> [Given passage]
As noted in our response to Comment 11, Kent Capital has not yet engaged in any completed transaction.  Accordingly, we believe the best description of the company’s prior experience and history of operations is the text offered in response to Comment 11.

 
18.
Please file Kent Capital’s FINRA membership agreement as an exhibit, as required by Item 601(b) of Regulation S-K.

Response to Comment 18

When the Staff has completed its review of our responses to the comments, we will file an amendment to the Form 8-K in which we will file the membership agreement as an exhibit.

 
19.
Briefly discuss the current status of operations of ChinaUSPals.com.

Response to Comment 19

Please refer to our response to Comment 12.

 
20.
Please revise to address the current status of the discussions to purchase a multifamily complex in the Dallas/Fort Worth area.

Response to Comment 20

The discussions regarding a joint venture to buy a multi-family project in the DFW area were terminated without an agreement on Monday, May 23, 2011.  We will amend the 8-K filing to omit any reference to these discussions.
 
 
 

 
 
 
21.
Revise to clarify where the company has applied for a commercial mortgage and update the status of the mortgage application.

> [Written request 1] Set down everything from "As noted in" down to "of Regulation S-K." in the Form 8-K comment responses, word for word.

Items in a dataset
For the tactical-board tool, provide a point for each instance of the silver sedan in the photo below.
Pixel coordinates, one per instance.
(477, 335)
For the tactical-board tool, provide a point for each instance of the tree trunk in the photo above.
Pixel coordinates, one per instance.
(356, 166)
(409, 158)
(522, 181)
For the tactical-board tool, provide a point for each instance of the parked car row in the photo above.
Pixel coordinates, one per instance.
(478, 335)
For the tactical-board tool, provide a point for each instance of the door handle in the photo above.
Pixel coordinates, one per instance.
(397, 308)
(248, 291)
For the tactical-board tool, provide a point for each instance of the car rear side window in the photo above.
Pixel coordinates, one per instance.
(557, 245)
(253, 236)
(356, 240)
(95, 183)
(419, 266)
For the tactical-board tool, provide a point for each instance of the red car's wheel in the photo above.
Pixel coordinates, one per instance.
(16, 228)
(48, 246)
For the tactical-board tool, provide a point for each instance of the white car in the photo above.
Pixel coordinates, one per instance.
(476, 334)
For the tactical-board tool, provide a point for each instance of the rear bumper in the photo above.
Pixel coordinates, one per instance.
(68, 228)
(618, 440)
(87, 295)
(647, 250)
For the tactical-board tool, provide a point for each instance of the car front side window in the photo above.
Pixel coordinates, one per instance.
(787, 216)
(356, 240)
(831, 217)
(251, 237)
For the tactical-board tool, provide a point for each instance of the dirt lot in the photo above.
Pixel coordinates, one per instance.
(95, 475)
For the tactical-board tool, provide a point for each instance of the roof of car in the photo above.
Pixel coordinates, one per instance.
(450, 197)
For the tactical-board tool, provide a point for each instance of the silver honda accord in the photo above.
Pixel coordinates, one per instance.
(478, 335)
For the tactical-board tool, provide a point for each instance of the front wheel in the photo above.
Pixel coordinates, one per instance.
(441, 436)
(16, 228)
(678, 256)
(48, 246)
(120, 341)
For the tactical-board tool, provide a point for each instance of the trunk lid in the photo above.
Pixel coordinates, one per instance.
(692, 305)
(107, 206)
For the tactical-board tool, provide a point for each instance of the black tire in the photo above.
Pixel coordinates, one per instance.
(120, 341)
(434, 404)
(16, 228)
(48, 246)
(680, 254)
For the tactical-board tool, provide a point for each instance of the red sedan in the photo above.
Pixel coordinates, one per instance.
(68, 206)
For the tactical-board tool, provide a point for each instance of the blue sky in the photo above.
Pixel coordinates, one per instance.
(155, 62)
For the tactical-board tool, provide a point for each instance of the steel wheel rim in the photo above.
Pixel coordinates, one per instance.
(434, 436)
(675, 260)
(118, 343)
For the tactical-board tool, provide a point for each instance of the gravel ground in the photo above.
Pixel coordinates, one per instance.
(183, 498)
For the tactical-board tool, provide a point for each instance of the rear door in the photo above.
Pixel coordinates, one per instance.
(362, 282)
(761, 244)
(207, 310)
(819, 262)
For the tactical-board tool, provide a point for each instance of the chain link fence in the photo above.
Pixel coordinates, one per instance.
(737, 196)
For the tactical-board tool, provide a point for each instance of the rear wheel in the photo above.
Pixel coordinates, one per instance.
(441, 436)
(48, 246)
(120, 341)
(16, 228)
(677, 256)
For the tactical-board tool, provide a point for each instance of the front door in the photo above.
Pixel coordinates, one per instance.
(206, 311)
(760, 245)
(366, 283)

> [Written request 2] Please edit the records from the line containing "fence in the photo above." down to the end of the records, changing "rear wheel" to "back wheel" and leaving everything else untouched. Return only those lines.

> [Task output 1]
As noted in our response to Comment 11, Kent Capital has not yet engaged in any completed transaction.  Accordingly, we believe the best description of the company’s prior experience and history of operations is the text offered in response to Comment 11.

 
18.
Please file Kent Capital’s FINRA membership agreement as an exhibit, as required by Item 601(b) of Regulation S-K.

> [Task output 2]
For the tactical-board tool, provide a point for each instance of the chain link fence in the photo above.
Pixel coordinates, one per instance.
(737, 196)
For the tactical-board tool, provide a point for each instance of the back wheel in the photo above.
Pixel coordinates, one per instance.
(441, 436)
(48, 246)
(120, 341)
(16, 228)
(677, 256)
For the tactical-board tool, provide a point for each instance of the front door in the photo above.
Pixel coordinates, one per instance.
(206, 311)
(760, 245)
(366, 283)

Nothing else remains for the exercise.